§ Set exercise: Transcribe all of the material exactly, except for its pictures.

§ Exercise materials:
-- Start --
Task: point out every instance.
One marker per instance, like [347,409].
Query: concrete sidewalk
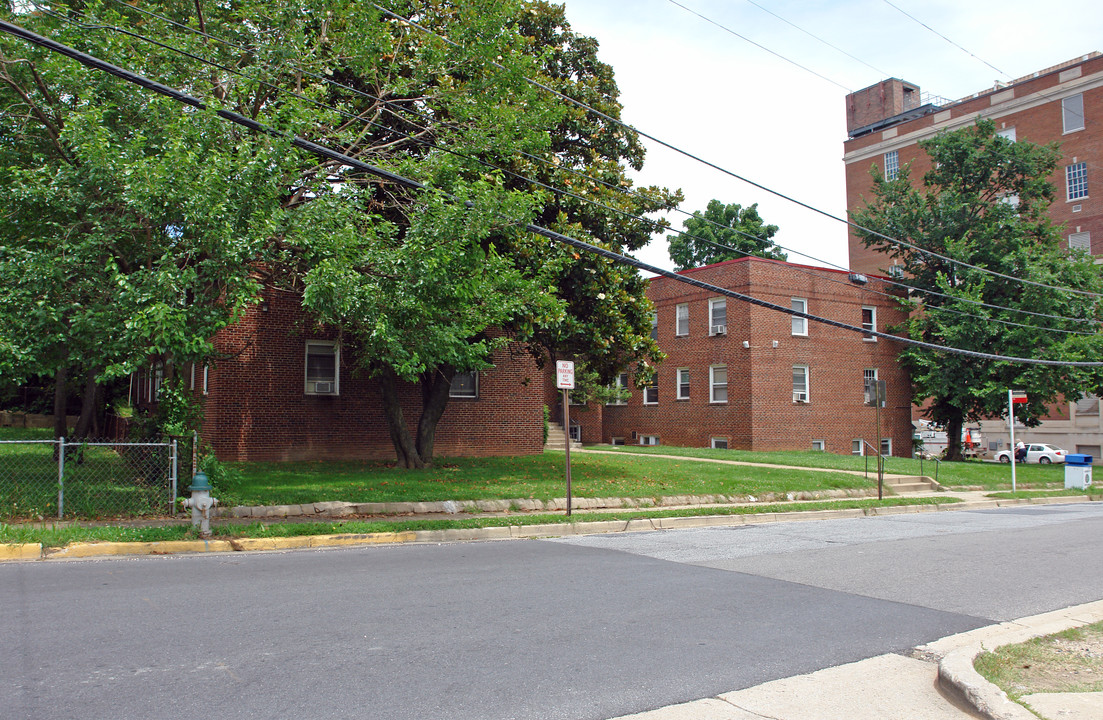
[938,681]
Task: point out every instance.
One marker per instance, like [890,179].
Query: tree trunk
[435,389]
[61,399]
[954,438]
[88,405]
[405,449]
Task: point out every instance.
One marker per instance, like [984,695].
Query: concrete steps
[901,484]
[556,438]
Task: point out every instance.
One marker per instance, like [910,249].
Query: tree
[985,204]
[417,289]
[723,233]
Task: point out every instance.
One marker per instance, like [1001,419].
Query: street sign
[565,375]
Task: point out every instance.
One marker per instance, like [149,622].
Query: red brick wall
[257,408]
[1037,120]
[760,412]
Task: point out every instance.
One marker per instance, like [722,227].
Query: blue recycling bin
[1078,471]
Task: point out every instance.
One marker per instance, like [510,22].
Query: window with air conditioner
[718,316]
[891,164]
[682,320]
[869,323]
[718,384]
[1080,242]
[466,385]
[620,384]
[800,383]
[683,384]
[1072,113]
[800,324]
[323,361]
[1075,180]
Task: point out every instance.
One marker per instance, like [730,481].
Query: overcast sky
[720,97]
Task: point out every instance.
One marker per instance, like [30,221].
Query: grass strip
[54,537]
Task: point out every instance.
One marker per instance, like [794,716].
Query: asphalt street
[590,626]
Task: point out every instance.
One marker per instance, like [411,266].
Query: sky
[751,110]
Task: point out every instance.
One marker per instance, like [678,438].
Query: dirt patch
[1069,662]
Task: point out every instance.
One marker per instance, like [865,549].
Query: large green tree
[419,289]
[723,233]
[985,203]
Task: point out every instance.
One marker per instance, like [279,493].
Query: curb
[959,677]
[81,550]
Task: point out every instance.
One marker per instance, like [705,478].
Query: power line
[532,181]
[905,13]
[325,152]
[747,180]
[759,45]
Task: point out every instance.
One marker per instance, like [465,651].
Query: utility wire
[537,183]
[742,178]
[905,13]
[759,45]
[329,153]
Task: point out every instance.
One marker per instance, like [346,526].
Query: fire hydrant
[201,503]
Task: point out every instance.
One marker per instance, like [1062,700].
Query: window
[718,384]
[891,164]
[1088,405]
[717,316]
[800,324]
[800,383]
[322,363]
[1080,242]
[1075,180]
[869,322]
[1072,113]
[869,385]
[682,320]
[466,385]
[620,384]
[683,374]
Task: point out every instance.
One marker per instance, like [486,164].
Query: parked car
[1036,452]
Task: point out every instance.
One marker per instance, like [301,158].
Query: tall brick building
[1061,104]
[747,377]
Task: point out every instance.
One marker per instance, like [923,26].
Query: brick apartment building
[285,390]
[746,377]
[1061,104]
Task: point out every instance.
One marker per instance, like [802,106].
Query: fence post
[61,477]
[172,500]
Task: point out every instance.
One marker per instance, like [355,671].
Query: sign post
[565,380]
[1014,397]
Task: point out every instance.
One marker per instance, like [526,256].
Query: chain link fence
[86,479]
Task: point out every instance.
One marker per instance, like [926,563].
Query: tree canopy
[985,203]
[723,233]
[418,287]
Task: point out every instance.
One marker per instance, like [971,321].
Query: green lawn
[987,475]
[535,476]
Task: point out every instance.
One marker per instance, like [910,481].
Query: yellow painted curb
[164,547]
[320,540]
[20,551]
-- End --
§ Result:
Task: point out every instance.
One marker per instance, like [347,409].
Query: concrete sidewalk
[938,681]
Task: point out every instance.
One marker per instance, like [890,179].
Query: tree trunk
[435,389]
[61,399]
[954,438]
[88,405]
[405,449]
Task: point out every instance.
One marker per instance, like [984,695].
Query: concrete steps
[901,484]
[556,438]
Task: point out every instance.
One marker per instance, like [910,249].
Query: tree
[985,204]
[417,289]
[723,233]
Task: point out every instance.
One marker per instance, like [1001,419].
Query: street sign
[565,375]
Task: point out every instance.
One marker per instance, like [149,622].
Query: red brick wall
[257,408]
[1037,120]
[760,412]
Task: point out every instance.
One marker per instance, like [722,227].
Query: blue recycling bin
[1078,471]
Task: point out every instance.
One marker per instance, like [510,22].
Query: window with air conditioner
[718,316]
[891,164]
[682,320]
[869,323]
[718,384]
[1080,242]
[466,385]
[620,384]
[800,383]
[683,384]
[1072,113]
[800,324]
[323,361]
[1075,180]
Task: point out every instance.
One marker per instance, like [730,481].
Query: overcast sky
[720,97]
Task: point out every instance.
One marker per instance, like [30,221].
Query: grass strip
[54,537]
Task: point out every instance.
One marker per instance, like [794,716].
Query: asphalt street
[590,626]
Task: point out every instance.
One marker per instance, like [411,266].
Query: sky
[751,110]
Task: point out every instance.
One marker per instance, like [678,438].
Query: dirt patch
[1069,662]
Task: point out every instance.
One marker per instance, like [865,549].
Query: large green tree
[419,289]
[723,233]
[985,203]
Task: point out every instance.
One marker per instance, like [279,493].
Query: curb
[959,677]
[81,550]
Task: point out every instance.
One marker per instance, like [705,478].
Query: power line
[532,181]
[905,13]
[325,152]
[747,180]
[759,45]
Task: point out every instance.
One marker per instance, like [465,651].
Query: utility wire
[537,183]
[742,178]
[905,13]
[759,45]
[329,153]
Task: point out every instance.
One marker per instance, like [346,526].
Query: fire hydrant
[201,503]
Task: point out every instance.
One marker per instance, like [1062,700].
Query: window
[718,384]
[891,164]
[1088,405]
[717,316]
[800,324]
[800,383]
[322,363]
[1080,242]
[1075,180]
[869,322]
[1072,113]
[869,385]
[682,320]
[466,385]
[620,384]
[683,374]
Task: point out every instance.
One marker per instance, like [486,164].
Query: parked car
[1036,452]
Task: point out every instance.
One marker per instance, like [301,158].
Query: tall brick building
[1061,104]
[747,377]
Task: point out every instance.
One marker per instance, like [923,26].
Query: brick apartment building
[285,390]
[746,377]
[1061,104]
Task: point out every instance.
One marker per instance, like [802,106].
Query: fence post
[61,477]
[172,500]
Task: point out every instance.
One marker per instance, like [355,671].
Query: sign post
[565,380]
[1014,397]
Task: point out every instance.
One marker per instance, like [526,256].
Query: chain link fence
[86,479]
Task: point out every instance.
One marker per instance, like [926,563].
Query: tree canopy
[985,203]
[723,233]
[418,287]
Task: point out every instance.
One marker per instance, like [971,321].
Query: green lawn
[987,475]
[535,476]
Task: point out every instance.
One marker per instance, like [910,481].
Query: yellow painted curb
[164,547]
[320,540]
[20,551]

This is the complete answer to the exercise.